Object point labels
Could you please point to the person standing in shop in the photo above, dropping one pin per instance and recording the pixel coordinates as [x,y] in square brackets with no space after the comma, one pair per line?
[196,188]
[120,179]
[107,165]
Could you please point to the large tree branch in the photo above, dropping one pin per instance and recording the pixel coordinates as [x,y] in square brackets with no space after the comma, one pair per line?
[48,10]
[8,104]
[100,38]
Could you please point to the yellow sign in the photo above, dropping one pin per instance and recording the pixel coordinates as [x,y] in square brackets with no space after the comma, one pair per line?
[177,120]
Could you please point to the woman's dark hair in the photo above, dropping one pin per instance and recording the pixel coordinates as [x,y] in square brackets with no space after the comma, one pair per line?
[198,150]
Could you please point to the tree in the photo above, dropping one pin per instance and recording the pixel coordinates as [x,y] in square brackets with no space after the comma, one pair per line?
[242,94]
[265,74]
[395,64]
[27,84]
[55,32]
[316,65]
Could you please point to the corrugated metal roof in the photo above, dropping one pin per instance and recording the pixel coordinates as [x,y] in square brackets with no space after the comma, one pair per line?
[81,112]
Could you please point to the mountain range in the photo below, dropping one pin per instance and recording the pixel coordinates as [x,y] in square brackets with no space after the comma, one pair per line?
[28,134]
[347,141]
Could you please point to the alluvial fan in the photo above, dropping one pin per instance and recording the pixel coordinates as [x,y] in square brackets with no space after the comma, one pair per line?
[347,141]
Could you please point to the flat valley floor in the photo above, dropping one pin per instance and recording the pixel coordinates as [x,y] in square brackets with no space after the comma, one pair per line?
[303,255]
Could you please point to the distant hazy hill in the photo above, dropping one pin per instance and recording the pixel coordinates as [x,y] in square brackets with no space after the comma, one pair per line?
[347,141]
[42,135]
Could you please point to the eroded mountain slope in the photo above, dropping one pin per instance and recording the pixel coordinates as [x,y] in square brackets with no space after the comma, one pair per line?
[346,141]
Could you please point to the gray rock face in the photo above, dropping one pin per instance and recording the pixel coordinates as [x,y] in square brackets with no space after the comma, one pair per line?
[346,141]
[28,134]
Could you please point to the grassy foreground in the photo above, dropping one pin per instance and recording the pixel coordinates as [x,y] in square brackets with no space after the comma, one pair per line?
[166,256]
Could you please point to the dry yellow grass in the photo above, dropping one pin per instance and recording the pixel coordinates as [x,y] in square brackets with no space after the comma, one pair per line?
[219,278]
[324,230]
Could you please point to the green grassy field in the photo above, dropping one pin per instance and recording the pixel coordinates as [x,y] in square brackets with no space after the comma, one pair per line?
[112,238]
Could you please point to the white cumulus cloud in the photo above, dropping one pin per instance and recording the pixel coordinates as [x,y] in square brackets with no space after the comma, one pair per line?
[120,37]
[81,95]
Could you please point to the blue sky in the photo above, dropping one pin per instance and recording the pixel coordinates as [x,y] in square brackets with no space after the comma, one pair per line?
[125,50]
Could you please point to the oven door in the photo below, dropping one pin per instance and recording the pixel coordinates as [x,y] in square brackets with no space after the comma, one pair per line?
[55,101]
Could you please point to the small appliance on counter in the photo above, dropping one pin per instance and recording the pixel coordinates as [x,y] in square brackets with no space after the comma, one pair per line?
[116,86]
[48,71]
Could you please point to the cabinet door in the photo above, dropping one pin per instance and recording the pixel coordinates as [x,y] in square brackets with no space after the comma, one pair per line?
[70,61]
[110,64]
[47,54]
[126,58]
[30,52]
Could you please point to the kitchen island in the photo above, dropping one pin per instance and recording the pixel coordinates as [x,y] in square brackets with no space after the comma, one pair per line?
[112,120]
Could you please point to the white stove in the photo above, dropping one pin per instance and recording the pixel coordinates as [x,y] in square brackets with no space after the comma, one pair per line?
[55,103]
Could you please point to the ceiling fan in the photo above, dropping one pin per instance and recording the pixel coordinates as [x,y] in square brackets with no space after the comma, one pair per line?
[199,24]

**Exercise details**
Every line from the one containing "Could you please point to the cabinet" through the last line of the entries must be written out verbatim, and no other line.

**Answer below**
Could you please point to the cabinet door in the photo above, dropping one pin per instance and recording the pixel coordinates as [x,y] in square brackets with no space after the comma, one pair per line?
[70,61]
[110,64]
[47,54]
[126,58]
[30,52]
Could you please point to the kitchen island in the photo above, dropping one pin per instance and recording the pixel coordinates as [x,y] in square brackets with no space after the comma, one pair per line?
[112,120]
Could you please point to the white stove in the photo above, dropping one pin per instance and recording the pixel coordinates as [x,y] in square brackets with no space after the comma, one pair per line?
[55,103]
Could you please point to the ceiling fan in the photo above, dropping one pin per instance and recording the pixel coordinates as [x,y] in square brackets with no space after the comma, one pair per line?
[199,24]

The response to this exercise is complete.